What the exercise asks: Return the entries below verbatim. Pictures stay out.

Records to process:
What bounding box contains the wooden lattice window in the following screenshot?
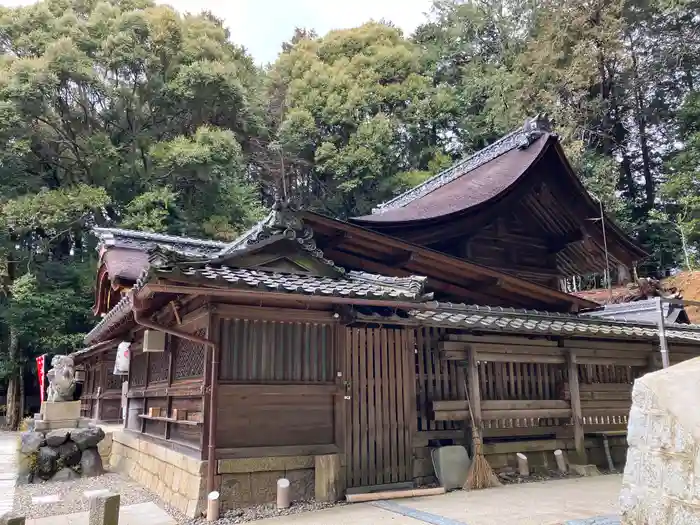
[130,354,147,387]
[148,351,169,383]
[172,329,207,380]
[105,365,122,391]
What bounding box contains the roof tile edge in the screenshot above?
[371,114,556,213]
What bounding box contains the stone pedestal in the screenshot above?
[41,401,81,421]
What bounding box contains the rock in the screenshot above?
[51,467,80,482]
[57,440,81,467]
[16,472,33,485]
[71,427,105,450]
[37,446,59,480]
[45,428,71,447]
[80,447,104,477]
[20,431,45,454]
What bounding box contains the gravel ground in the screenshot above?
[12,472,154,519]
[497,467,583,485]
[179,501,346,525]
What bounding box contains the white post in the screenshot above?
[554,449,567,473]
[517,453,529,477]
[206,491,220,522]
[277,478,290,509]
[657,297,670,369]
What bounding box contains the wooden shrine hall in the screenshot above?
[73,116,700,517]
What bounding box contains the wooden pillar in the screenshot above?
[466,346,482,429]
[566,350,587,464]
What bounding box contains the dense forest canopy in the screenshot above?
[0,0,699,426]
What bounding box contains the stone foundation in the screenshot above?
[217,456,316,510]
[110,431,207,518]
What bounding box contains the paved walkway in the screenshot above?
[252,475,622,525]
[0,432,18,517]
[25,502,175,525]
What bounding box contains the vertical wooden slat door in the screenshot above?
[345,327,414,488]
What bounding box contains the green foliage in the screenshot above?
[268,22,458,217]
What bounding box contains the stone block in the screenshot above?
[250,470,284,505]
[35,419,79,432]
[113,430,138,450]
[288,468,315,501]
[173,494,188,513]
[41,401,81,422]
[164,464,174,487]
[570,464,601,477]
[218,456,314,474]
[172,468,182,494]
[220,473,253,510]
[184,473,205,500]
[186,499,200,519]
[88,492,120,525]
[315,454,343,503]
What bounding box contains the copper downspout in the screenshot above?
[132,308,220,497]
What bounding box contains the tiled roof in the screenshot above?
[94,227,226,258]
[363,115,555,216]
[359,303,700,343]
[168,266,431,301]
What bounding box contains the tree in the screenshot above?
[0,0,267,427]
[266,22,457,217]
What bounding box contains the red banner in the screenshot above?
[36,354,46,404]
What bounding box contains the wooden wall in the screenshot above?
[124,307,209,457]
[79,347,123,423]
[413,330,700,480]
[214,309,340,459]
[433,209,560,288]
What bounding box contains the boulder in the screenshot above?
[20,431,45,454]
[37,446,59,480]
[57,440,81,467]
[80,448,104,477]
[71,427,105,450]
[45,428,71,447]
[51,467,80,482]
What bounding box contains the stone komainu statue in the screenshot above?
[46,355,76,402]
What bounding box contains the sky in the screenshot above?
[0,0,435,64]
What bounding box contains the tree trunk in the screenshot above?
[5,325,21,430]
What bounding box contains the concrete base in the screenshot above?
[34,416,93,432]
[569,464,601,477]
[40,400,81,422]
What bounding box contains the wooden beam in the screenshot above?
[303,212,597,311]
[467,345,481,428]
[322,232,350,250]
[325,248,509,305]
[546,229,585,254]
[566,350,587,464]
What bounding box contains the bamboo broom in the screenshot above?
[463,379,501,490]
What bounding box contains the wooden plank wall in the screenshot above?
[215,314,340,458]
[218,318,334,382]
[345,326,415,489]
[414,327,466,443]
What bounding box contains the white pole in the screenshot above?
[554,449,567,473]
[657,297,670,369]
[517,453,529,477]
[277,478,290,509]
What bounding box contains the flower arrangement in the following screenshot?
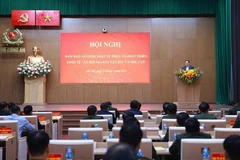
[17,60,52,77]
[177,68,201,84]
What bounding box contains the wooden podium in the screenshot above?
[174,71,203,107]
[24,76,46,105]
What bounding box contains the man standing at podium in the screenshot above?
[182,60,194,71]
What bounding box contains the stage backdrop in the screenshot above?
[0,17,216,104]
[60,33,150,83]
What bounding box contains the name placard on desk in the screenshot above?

Response area:
What bounding box contains the wooden lattice window in the following screenshot?
[130,354,147,387]
[148,351,169,383]
[172,329,207,380]
[105,365,122,391]
What bounding box contains the roof tile edge in the screenshot above?
[371,114,556,213]
What bounding box contains the stone pedestal in the screenshot above?
[41,401,81,421]
What bounding box contains the rock in the screenshot above?
[51,467,80,482]
[57,440,81,467]
[16,472,33,485]
[71,427,105,450]
[37,446,59,480]
[45,428,71,447]
[80,447,104,477]
[20,431,45,454]
What bounding box contains the gravel ground in the screenshot above?
[12,472,154,519]
[497,467,583,485]
[179,501,346,525]
What bounding box contains the white post in the screenshot above?
[554,449,567,473]
[517,453,529,477]
[206,491,220,522]
[277,478,290,509]
[657,297,670,369]
What bounding box contains the wooden shrine hall in the screenshot above?
[73,116,700,517]
What bounding box contains the wooden pillar in the screenshot above?
[466,346,482,429]
[566,350,587,464]
What bounding box contains the dense forest canopy in the screenshot above?
[0,0,699,426]
What bounding box contains the stone foundation in the screenshot above?
[217,456,316,510]
[110,431,207,518]
What bounding box contains the paved walkway in the screenshot above?
[252,475,622,525]
[0,432,18,517]
[25,502,175,525]
What bounding box contains the vertical wooden slat door in the screenshot above?
[345,327,414,488]
What bounding box contains the green foliage in the screenshot above?
[268,22,458,217]
What bounding box contains the stone block in the screenshot above?
[250,470,284,505]
[35,419,79,432]
[113,430,138,450]
[288,468,315,501]
[173,494,188,513]
[41,401,81,422]
[164,464,174,487]
[570,464,601,477]
[218,456,314,474]
[172,468,182,494]
[220,473,253,510]
[184,473,205,500]
[186,499,200,519]
[88,492,120,525]
[315,454,343,503]
What bounding box contains the copper downspout in the screenshot above?
[132,308,220,497]
What bounding box contains the tiled roof in the screenshot above?
[94,227,226,258]
[363,115,555,216]
[359,303,700,343]
[168,266,431,301]
What bounding box contains the tree in the screenshot above?
[0,0,267,427]
[266,22,457,217]
What bounding box contains the red banner in the screenshot above?
[36,354,46,404]
What bounding box contains the wooden wall in the screenshot above?
[124,307,209,457]
[79,347,123,423]
[413,330,700,480]
[214,309,340,459]
[433,209,560,288]
What bounding box contains the boulder in the screenshot above?
[20,431,45,454]
[37,446,59,480]
[57,440,81,467]
[80,448,104,477]
[71,427,105,450]
[45,428,71,447]
[51,467,80,482]
What bounding box contains the stone komainu statue in the screenshot above?
[46,355,76,402]
What bounding box contains the sky in the screenshot above?
[0,0,435,64]
What bounding box contains the tree trunk in the screenshot above?
[5,325,21,430]
What bounding box contains the concrete base in the screenshot above?
[34,416,93,432]
[569,464,601,477]
[40,400,81,422]
What bounding box contains the wooden beam in the screenshot above?
[303,212,597,311]
[467,345,481,428]
[322,232,350,250]
[325,248,509,305]
[546,229,585,254]
[566,350,587,464]
What bounding box contains the bamboo broom in the screenshot above?
[463,379,501,490]
What bounding box contains the wooden plank wall in the screenshot above?
[215,314,340,458]
[218,318,334,382]
[345,326,415,489]
[414,327,466,443]
What bounding box contains the white pole in the screenshot above?
[554,449,567,473]
[657,297,670,369]
[517,453,529,477]
[277,478,290,509]
What bounding box contains the flower arrangement in the following screenshot?
[17,60,52,77]
[177,68,201,84]
What bounding box contains the wooden podium in the screenshot above?
[174,71,203,107]
[24,76,46,105]
What bounding box contains the man standing at podium in the screenshot above?
[182,60,194,71]
What bounding box contains the stage backdrop in the screenshot above?
[0,17,216,104]
[60,33,150,83]
What bounding box contains the name placard on desk in the screenshot above?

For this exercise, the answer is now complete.